YOUR INSTRUCTIONS:
Return the data below exactly, but only from the line containing "Target: potted plant" through the line containing "Where can the person", with both of those lines included.

INFORMATION SUPPLIED:
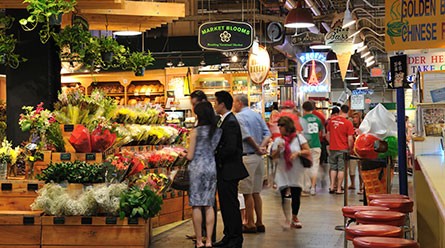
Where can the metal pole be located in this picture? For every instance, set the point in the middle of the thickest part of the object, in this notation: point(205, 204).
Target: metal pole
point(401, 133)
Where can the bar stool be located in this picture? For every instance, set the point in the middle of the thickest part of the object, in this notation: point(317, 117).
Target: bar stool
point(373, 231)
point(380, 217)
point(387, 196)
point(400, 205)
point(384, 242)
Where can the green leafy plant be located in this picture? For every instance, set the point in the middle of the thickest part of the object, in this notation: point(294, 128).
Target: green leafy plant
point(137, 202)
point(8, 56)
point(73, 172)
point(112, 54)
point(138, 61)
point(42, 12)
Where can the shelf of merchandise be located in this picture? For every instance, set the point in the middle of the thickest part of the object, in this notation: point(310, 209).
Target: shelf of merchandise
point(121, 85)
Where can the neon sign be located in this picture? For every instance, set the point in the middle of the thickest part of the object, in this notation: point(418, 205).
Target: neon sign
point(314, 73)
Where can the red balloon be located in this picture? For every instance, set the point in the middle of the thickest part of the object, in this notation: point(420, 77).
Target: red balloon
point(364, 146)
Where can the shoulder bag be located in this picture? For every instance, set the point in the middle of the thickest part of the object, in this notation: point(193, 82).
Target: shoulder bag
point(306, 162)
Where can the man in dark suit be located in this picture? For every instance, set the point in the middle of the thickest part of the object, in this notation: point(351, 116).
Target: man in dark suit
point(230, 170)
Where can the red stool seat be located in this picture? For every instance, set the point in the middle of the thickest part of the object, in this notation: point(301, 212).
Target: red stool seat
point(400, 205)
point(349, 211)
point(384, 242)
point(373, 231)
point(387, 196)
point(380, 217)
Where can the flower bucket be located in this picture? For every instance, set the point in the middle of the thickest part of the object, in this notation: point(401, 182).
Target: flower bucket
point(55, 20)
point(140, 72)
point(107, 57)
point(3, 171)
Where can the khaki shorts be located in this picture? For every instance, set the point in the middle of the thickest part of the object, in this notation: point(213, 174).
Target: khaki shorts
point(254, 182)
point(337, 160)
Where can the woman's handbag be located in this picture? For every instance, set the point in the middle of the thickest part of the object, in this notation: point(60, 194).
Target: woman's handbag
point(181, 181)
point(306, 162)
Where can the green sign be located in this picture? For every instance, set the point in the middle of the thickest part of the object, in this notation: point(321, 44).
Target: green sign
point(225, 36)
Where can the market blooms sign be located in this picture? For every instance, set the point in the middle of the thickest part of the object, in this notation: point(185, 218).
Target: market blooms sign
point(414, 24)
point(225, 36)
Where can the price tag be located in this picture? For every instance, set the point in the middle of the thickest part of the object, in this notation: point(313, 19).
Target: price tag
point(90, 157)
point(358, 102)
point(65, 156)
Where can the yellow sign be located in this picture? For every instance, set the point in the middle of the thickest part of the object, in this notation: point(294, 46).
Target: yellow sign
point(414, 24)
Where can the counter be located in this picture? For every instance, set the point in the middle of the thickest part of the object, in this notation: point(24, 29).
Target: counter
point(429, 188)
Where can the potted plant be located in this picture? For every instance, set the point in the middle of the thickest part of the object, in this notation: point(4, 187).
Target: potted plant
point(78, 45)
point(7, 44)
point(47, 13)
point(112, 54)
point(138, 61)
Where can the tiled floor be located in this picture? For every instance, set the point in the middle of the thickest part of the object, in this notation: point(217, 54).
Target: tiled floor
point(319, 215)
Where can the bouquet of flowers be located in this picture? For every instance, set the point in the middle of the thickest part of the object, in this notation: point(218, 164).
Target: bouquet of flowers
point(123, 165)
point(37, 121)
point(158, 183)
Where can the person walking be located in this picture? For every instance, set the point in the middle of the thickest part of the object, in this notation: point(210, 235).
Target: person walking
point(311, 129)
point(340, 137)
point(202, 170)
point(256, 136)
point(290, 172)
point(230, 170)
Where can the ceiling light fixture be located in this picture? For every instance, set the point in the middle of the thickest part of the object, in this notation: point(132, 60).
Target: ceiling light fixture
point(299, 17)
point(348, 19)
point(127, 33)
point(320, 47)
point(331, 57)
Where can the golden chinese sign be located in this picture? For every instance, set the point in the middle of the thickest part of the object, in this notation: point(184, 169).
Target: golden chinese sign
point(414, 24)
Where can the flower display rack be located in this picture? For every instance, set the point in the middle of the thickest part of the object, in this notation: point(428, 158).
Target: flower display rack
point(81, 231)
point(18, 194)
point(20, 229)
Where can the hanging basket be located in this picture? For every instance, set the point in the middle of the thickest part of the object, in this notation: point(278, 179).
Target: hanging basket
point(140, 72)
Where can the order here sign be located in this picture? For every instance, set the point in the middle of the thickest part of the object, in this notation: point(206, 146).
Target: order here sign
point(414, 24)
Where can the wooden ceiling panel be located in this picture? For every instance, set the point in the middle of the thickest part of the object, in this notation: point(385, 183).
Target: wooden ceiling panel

RESULT OF THE TASK:
Target: potted plant
point(78, 45)
point(7, 44)
point(47, 13)
point(112, 54)
point(138, 61)
Where can the tiled floor be located in this picture? For every instance, set the point in the middle of the thickest part of the object, in this notation: point(217, 54).
Target: tiled floor
point(319, 215)
Where can the bouquet of flowers be located in this picture? For every instance, set the point in the middle of the thickest part of the object, in this notation: point(218, 164).
Target: bouquet of flowers
point(123, 165)
point(37, 121)
point(158, 183)
Where can the person walking be located in this picture? For every instance, set the point in the middle of the thickest part of the object, in this notation: point(210, 235).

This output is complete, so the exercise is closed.